## Given problem 1
Which lines of the records below contain the string "crane"? Pull out each one and copy it.

Ktor: Sporadic OkHttp errors after upgrading to ktor 1.3.1

Created on 9 Mar 2020  Â·  7Comments  Â·  Source: ktorio/ktor

Ktor Version and Engine Used (client or server and name)

implementation("io.ktor:ktor-client-core-jvm:1.3.1")
implementation("io.ktor:ktor-client-core:1.3.1")
implementation("io.ktor:ktor-client-jackson:1.3.1")
implementation("io.ktor:ktor-client-logging-jvm:1.3.1")
implementation("io.ktor:ktor-client-okhttp:1.3.1")
implementation("io.ktor:ktor-jackson:1.3.1")
implementation("io.ktor:ktor-metrics-micrometer:1.3.1")
implementation("io.ktor:ktor-metrics:1.3.1")
implementation("io.ktor:ktor-server-host-common:1.3.1")
implementation("io.ktor:ktor-server-netty:1.3.1")

Describe the bug

We've started seeing sporadic OkHttp exceptions in our tests when we upgraded from 1.3.0 to 1.3.1. Upon downgrading back to 1.3.0 (with no other changes) the tests were fine again.

The exception is:

java.io.EOFException: \n not found: limit=0 content=…
    at o.RealBufferedSource.readUtf8LineStrict(RealBufferedSource.java:240)
    at o.i.h.Http1ExchangeCodec.readHeaderLine(Http1ExchangeCodec.java:242)
    at o.i.h.Http1ExchangeCodec.readResponseHeaders(Http1ExchangeCodec.java:213)
    ... 20 common frames omitted
Wrapped by: java.io.IOException: unexpected end of stream on http://called-service/...
    at o.i.h.Http1ExchangeCodec.readResponseHeaders(Http1ExchangeCodec.java:236)
    at o.i.c.Exchange.readResponseHeaders(Exchange.java:115)
    at o.i.h.CallServerInterceptor.intercept(CallServerInterceptor.java:94)
    at o.i.h.RealInterceptorChain.proceed(RealInterceptorChain.java:142)
    at o.i.c.ConnectInterceptor.intercept(ConnectInterceptor.java:43)
    at o.i.h.RealInterceptorChain.proceed(RealInterceptorChain.java:142)
    at o.i.h.RealInterceptorChain.proceed(RealInterceptorChain.java:117)
    at o.i.c.CacheInterceptor.intercept(CacheInterceptor.java:94)
    at o.i.h.RealInterceptorChain.proceed(RealInterceptorChain.java:142)
    at o.i.h.RealInterceptorChain.proceed(RealInterceptorChain.java:117)
    at o.i.h.BridgeInterceptor.intercept(BridgeInterceptor.java:93)
    at o.i.h.RealInterceptorChain.proceed(RealInterceptorChain.java:142)
    at o.i.h.RetryAndFollowUpInterceptor.intercept(RetryAndFollowUpInterceptor.java:88)
    at o.i.h.RealInterceptorChain.proceed(RealInterceptorChain.java:142)
    at o.i.h.RealInterceptorChain.proceed(RealInterceptorChain.java:117)
    at okhttp3.RealCall.getResponseWithInterceptorChain(RealCall.java:221)
    at o.RealCall$AsyncCall.execute(RealCall.java:172)
    at o.i.NamedRunnable.run(NamedRunnable.java:32)
    at j.u.c.ThreadPoolExecutor.runWorker(ThreadPoolExecutor.java:1128)
    at j.u.c.ThreadPoolExecutor$Worker.run(ThreadPoolExecutor.java:628)

## Given problem 2
Can you write the next part of the Ktor upgrade bug report above, starting after its last line?

## Provided data

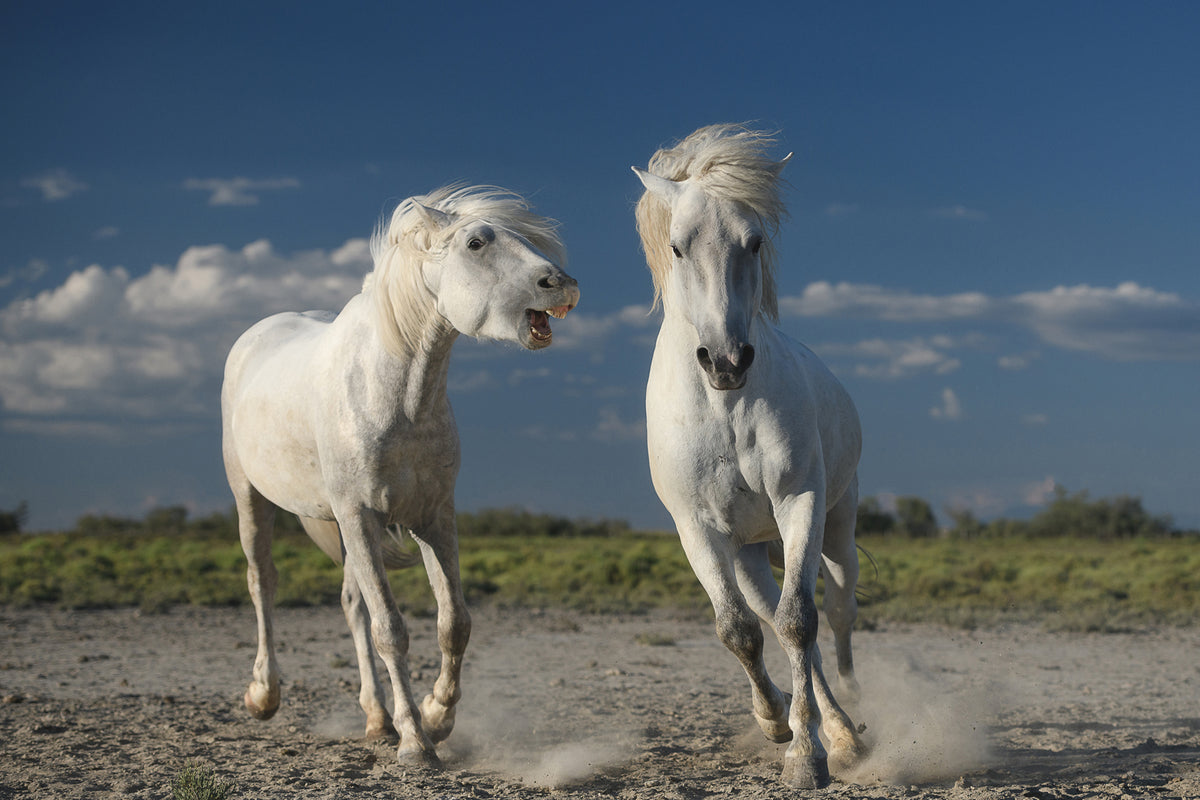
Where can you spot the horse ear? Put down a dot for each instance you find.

==

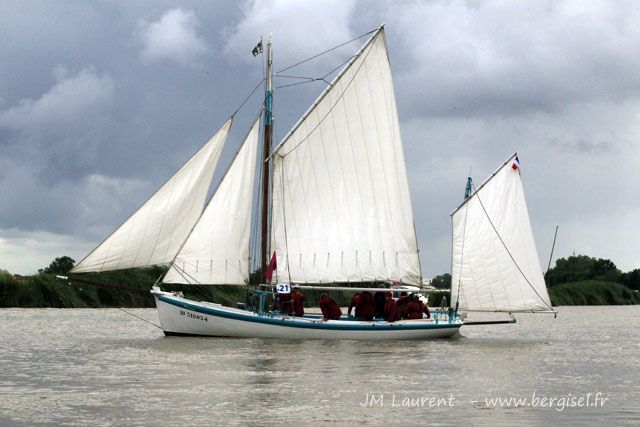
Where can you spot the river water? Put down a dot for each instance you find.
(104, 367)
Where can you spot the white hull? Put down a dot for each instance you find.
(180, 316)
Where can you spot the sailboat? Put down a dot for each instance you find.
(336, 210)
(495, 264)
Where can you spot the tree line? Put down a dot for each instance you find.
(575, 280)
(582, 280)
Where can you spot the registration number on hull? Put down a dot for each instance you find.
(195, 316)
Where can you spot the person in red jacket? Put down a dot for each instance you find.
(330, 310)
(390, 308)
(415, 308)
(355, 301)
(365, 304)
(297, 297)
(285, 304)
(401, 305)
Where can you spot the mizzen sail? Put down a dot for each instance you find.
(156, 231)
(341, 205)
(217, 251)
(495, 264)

---

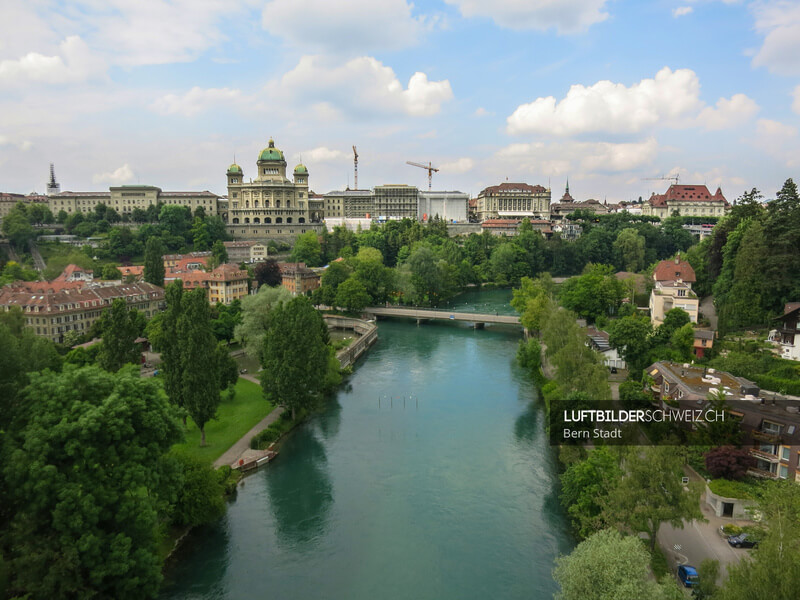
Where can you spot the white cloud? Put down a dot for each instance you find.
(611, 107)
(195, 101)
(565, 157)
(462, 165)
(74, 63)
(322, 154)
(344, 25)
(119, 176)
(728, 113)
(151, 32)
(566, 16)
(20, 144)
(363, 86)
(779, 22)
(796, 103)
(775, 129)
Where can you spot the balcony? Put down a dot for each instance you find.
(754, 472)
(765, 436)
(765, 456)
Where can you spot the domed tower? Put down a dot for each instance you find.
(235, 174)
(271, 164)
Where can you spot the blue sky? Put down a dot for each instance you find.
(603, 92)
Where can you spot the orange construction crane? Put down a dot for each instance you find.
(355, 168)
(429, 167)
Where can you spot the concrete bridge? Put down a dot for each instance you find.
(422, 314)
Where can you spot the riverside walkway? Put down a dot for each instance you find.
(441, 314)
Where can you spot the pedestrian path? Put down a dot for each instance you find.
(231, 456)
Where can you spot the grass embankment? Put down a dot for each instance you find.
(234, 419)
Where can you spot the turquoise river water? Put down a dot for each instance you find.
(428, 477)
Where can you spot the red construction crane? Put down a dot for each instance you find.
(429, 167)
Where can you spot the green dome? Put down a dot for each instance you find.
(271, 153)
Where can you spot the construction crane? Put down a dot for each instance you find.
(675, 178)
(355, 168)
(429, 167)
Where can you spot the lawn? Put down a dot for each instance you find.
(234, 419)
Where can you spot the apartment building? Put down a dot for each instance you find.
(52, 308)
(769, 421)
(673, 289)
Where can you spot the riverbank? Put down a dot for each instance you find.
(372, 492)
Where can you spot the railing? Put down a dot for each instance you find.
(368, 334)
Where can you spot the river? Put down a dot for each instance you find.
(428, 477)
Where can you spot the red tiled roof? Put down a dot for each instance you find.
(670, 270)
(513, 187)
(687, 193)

## Exercise output 1
Where can you spot the orange construction crane? Put down a dot for each instance you find.
Where can you spot the red construction crane? Put down a dot for each instance you find.
Where can you spot the construction crane? Put down a dot for each instance you find.

## Exercise output 2
    at java.lang.Thread.run(Thread.java:834)

It looks like the HTTP client receives an EOF while reading the response headers from calling http://called-service/... I don't think the culprit is the remote web server though, because this server is called from other services and it's only the one with ktor 1.3.1 that throws these errors. And this one is also fine with ktor 1.3.0.

This issue has already been raised before in the OkHttp repository, for example here.

From what I can see, both ktor 1.3.0 and 1.3.1 both depend on com.squareup.okhttp3:okhttp:3.14.2, so maybe this is due to a change in the way ktor uses OkHttp?

To Reproduce

Not easy to reproduce, unfortunately, because the error only occurs in a small percentage of requests (~5%). I'm hoping someone else observes this issue and can come up with a reproducible test.

Client bug

Most helpful comment

I've also got this issue.

  • Ktor 1.3.2
  • OkHttp 4.4.1
  • Ktor config is as simple as HttpClient(OkHttp).

The issues does not occur if I send a Connection: close header with each request.
Given that it's likely an issue related to connection reuse.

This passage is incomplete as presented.